*TASKS TO COMPLETE*
a – How many bottles does Ayllu make in a year, according to the text about the Ayllu winery?
b – Change the Ayllu winery text from "Nowadays, they try" to "total a year." by replacing "organic" with "biodynamic".
c – Go on with the text about the Ayllu winery from the point where it stops.

Segment Start: EXTRACT

Nowadays, they try to run everything organic and sustainable with solar panel energy for everything they do. They use a combination of native yeasts and commercial yeasts. Depending on the cuvee, they may use stainless steel, amphora and/or oak aging. They make about 12-15 thousand bottles total a year.
Tasting & Visiting Ayllu
Finding bottles of Ayllu used to be limited to the region, but now their entry-level red and sometimes rosé can be found in a few boutique shops in Santiago. As I always say though, the benefit of visiting the region and bodega is the opportunity to taste their other smaller production cuvees in their lineup in addition to experiencing the land where the wine comes from. With San Pedro, visiting is a no-brainer regardless of the wine, but now that they have an organized, budding wine industry, you can check out their progress and taste more of their selection. They now make a rosé, white, orange wine (Naranajo), entry-level unoaked red, an amphora aged red and an oaked aged red. They’re all blends.
If you’re in San Pedro and you don’t have time to visit the bodega, then you can find their wines in some of the liquor shops in San Pedro and two restaurants: Bar y Restaurante Caracoles and El Toconar.
When I first visited San Pedro in 2018, they did not have a bodega to welcome tourists. Now, they can host visitors in their bodega in Toconao (about 20 minutes from San Pedro). They have 3 tours: The Ayllu Tour (25k pesos) includes a visit of the bodega & tasting 3 wines. The Haalar Tour (35k) includes a visit of a vineyard & 4 wines. The Sila Ckibur Tour (45k) adds meeting llamas to the visit. Buying the wine at the bodega is also cheaper than in Santiago. Remember that local flights in Chile allow you to bring bottles as carry-on.

Segment End: EXTRACT
Segment Start: INFORMATION SUPPLIED

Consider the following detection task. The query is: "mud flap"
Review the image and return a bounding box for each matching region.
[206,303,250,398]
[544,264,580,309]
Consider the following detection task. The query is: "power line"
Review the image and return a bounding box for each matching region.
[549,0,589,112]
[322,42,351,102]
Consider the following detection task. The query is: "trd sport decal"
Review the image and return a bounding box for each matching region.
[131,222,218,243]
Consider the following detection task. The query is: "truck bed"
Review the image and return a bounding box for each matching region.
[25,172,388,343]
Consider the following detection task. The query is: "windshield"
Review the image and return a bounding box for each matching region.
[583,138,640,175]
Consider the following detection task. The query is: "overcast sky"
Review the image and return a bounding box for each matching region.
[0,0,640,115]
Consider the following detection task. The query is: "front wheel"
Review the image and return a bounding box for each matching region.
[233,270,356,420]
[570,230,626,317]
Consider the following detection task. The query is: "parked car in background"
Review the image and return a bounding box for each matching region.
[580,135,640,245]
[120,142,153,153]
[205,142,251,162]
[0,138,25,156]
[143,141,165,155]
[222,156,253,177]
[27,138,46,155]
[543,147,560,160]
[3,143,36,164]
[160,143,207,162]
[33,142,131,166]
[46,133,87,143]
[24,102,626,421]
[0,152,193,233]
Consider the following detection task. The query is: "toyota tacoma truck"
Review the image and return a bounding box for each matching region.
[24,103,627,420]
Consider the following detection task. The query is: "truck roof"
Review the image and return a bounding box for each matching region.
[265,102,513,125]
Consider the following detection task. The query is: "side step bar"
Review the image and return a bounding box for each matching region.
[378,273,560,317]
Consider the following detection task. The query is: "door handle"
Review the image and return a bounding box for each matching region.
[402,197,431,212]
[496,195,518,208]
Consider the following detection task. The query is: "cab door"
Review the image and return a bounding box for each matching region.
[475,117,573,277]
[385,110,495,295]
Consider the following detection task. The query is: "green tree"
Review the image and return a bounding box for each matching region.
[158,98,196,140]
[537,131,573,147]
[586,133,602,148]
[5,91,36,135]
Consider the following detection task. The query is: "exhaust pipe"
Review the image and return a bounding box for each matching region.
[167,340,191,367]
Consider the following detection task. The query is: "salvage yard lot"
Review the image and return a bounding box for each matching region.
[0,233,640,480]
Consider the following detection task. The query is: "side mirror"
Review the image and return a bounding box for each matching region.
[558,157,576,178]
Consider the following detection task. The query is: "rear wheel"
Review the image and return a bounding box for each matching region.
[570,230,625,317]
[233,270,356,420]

Segment End: INFORMATION SUPPLIED
Segment Start: INFORMATION SUPPLIED

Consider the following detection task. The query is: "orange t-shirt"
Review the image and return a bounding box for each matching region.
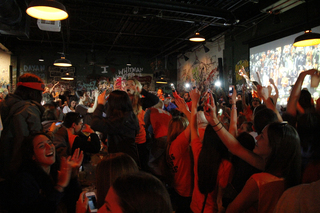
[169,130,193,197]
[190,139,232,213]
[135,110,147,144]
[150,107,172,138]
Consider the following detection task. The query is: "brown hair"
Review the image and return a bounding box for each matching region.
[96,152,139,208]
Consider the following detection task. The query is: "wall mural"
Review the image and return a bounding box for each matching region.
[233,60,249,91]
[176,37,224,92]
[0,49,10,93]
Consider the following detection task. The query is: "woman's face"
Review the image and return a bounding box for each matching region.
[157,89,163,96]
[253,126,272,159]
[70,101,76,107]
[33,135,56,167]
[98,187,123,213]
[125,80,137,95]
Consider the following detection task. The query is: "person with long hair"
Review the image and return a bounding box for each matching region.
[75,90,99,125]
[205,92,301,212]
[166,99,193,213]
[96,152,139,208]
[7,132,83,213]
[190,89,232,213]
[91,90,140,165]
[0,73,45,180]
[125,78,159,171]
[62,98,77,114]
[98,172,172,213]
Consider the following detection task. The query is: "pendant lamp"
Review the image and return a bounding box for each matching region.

Segment End: INFORMATION SUPPLIED
Segment Start: INFORMATION SUPPLIED

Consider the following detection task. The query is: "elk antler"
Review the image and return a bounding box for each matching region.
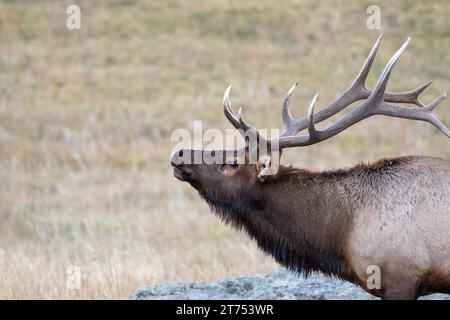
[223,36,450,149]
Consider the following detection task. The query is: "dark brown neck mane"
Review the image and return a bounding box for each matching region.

Segment End: INFORMATION SUPPLIED

*RESULTS FOR THE EXERCISE*
a – About 12-15 thousand bottles total a year.

b –
Nowadays, they try to run everything biodynamic and sustainable with solar panel energy for everything they do. They use a combination of native yeasts and commercial yeasts. Depending on the cuvee, they may use stainless steel, amphora and/or oak aging. They make about 12-15 thousand bottles total a year.

c –
Tasting Notes
2024 Rose
Screw cap. 50% Cabernet Franc, 50% Petit Verdot. Only 1,330 bottles made. They say it’s flamingo color (flamingoes are a frequent guest in some of the lagoons around San Pedro). Juicy and fresh but also a lot of body and structure for a rosé. More dark cherry than say light strawberries. 91
2024 Naranjo
Screw cap. 90% Old Vine Moscatel de Alejandria + 10% Moscatel Rosada. 1,400 bottles made. Native yeasts. Not quite orange. More golden. Citrus, floral and leafy. Fuller and rounder compared to the rosé. Less acid but still medium acid. Soft tannins. Ripe and fruity up front with a long more savory and spicy finish. Quite clean and pure and less oxidative than many orange wines. 91
2022 Ensamblaje Tinto
65% Malbec, 23% Pais, 12% Petit Verdot; 2,660 bottles made. Amphora aged. Nose of dark plum and dried prunes. Some red fruit. Some herbal and medicinal notes. Full-bodied. Medium tannins. Medium+ acid. Juicy and fruit-driven. Fresh. Only stainless steel. This is so much more elegant and fresh compared to the 2020 which I reviewed here 4 years ago. There’s still a touch of dried fruit from the desert heat, but this is much more balanced and fresher. Before I relegated it to something to have with local game like llamas or guanacos, which are chewy and sinewy–both were just decent local novelty things to have in the region but unrefined. Now, I think this is worthy of higher quality meat and BBQ. However, local guanaco meat is still too chewy. 91
2022 Haalar Etiqueta Negra (Black Label)
Haalar means ‘star’ in Kunza, so both their Haalar labels cost a bit more. 80% Syrah, 10% Malbec, 6% Petit Verdot, 4% Cabernet Franc; 2,660 bottles made. Dark fruit, more savory olives and meaty than the last one with all the Syrah. Darker, a bit fuller and more tannic but still soft tannins. Medium acid, but still fresh. The other red feels almost tart in comparison. 91+
The wines I didn’t taste: Their white is made with mostly Chardonnay and Chenin Blanc and a bit of Sauvignon Gris. It undergoes mild malolactic fermentation. Their Haalar Etiqueta Blanca (White Label), is a red blend that undergoes oak aging.